● **Prompt**
Output each entry exactly; skip nothing.

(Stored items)

※

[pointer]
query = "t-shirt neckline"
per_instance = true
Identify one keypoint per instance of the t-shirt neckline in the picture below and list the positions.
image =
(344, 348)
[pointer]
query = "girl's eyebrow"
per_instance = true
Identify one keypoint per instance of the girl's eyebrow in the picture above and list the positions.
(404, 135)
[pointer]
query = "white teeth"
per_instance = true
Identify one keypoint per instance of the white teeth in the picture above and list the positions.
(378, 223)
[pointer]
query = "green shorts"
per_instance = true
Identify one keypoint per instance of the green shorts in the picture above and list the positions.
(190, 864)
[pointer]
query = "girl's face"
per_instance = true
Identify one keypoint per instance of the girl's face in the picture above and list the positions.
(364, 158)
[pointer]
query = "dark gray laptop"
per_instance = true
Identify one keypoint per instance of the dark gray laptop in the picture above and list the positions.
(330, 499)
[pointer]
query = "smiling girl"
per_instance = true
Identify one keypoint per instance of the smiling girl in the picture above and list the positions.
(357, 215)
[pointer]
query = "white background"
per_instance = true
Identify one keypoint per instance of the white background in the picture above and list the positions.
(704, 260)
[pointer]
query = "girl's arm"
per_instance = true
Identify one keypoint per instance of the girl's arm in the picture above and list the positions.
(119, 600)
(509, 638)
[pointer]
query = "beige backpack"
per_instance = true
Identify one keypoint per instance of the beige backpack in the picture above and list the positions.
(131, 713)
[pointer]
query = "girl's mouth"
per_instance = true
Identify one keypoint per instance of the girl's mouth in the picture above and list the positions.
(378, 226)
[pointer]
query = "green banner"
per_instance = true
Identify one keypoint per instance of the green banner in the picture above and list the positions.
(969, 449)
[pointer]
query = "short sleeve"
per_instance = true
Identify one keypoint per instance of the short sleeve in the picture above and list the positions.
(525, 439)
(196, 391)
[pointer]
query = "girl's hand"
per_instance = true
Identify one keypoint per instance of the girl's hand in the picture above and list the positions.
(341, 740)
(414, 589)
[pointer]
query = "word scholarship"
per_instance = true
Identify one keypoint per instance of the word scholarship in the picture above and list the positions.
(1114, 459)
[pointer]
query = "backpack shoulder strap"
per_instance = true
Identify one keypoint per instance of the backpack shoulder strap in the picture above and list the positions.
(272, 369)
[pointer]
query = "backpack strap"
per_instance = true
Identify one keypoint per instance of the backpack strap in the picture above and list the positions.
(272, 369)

※

● **Answer for the task**
[pointer]
query = "t-shirt neckline"
per_instance = true
Identify one keypoint per instance of the t-shirt neckline in the picture below and list the positions.
image =
(344, 348)
[pointer]
query = "girl's eyebrow"
per_instance = true
Identify one keypoint per instance of the girl's eyebrow in the picture above and list the positions.
(404, 135)
[pointer]
query = "white teeth"
per_instance = true
Identify one keypoint per instance of the white teeth in the picture above and list the positions.
(378, 223)
[pointer]
query = "green shorts"
per_instance = true
Identify one keypoint per instance of the green shorts in the picture above and list the positions.
(190, 864)
[pointer]
query = "girl's face"
per_instance = true
Identify one keypoint per instance of the girl's face in the picture above and list the positions.
(364, 158)
[pointer]
query = "dark gray laptop"
per_instance = true
Identify one keypoint per instance of the dark gray laptop in the picture above and list the positions.
(330, 499)
[pointer]
query = "smiling girl"
per_instance = true
Identify one keypoint per instance of the smiling girl in the picture above and list the positions.
(357, 215)
[pointer]
query = "white background"
per_instance = true
Identify one keypoint per instance of the white background in the picture above and list the positions.
(704, 260)
[pointer]
query = "girl's arm"
per_instance = true
Identify one keypoint per instance of the girl's arm in the picture above and list the positions.
(119, 600)
(509, 638)
[pointer]
query = "beige backpack"
per_instance = true
Identify one keypoint per instance of the beige backpack in the picture above and list the positions.
(131, 713)
[pointer]
query = "girl's mouth"
per_instance = true
Identify one keypoint per instance of the girl's mouth in the picture above and list the positions.
(378, 226)
[pointer]
query = "green banner"
per_instance = true
Identify one keypoint per instance of the green banner in the picture above and list the positions.
(969, 449)
[pointer]
query = "short sleeve"
per_instance = true
Identify one keypoint per instance of the short sleeve in the picture above and list the positions.
(525, 439)
(196, 391)
[pointer]
query = "girl's hand"
per_instance = true
Identify one keypoint per instance of the girl's hand in the picture above and list the positions.
(341, 740)
(414, 589)
[pointer]
query = "word scholarship"
per_instance = true
Identify one keypoint per instance of the word scholarship in the picture above and list the positions.
(1114, 459)
[pointer]
query = "backpack shoulder strap"
per_instance = true
Identify one keypoint per instance of the backpack shoulder strap in the picture above and list the positions.
(272, 369)
[pointer]
query = "backpack strap"
per_instance = true
Identify one keypoint per instance of the backpack strap in the picture above and list the positions.
(272, 369)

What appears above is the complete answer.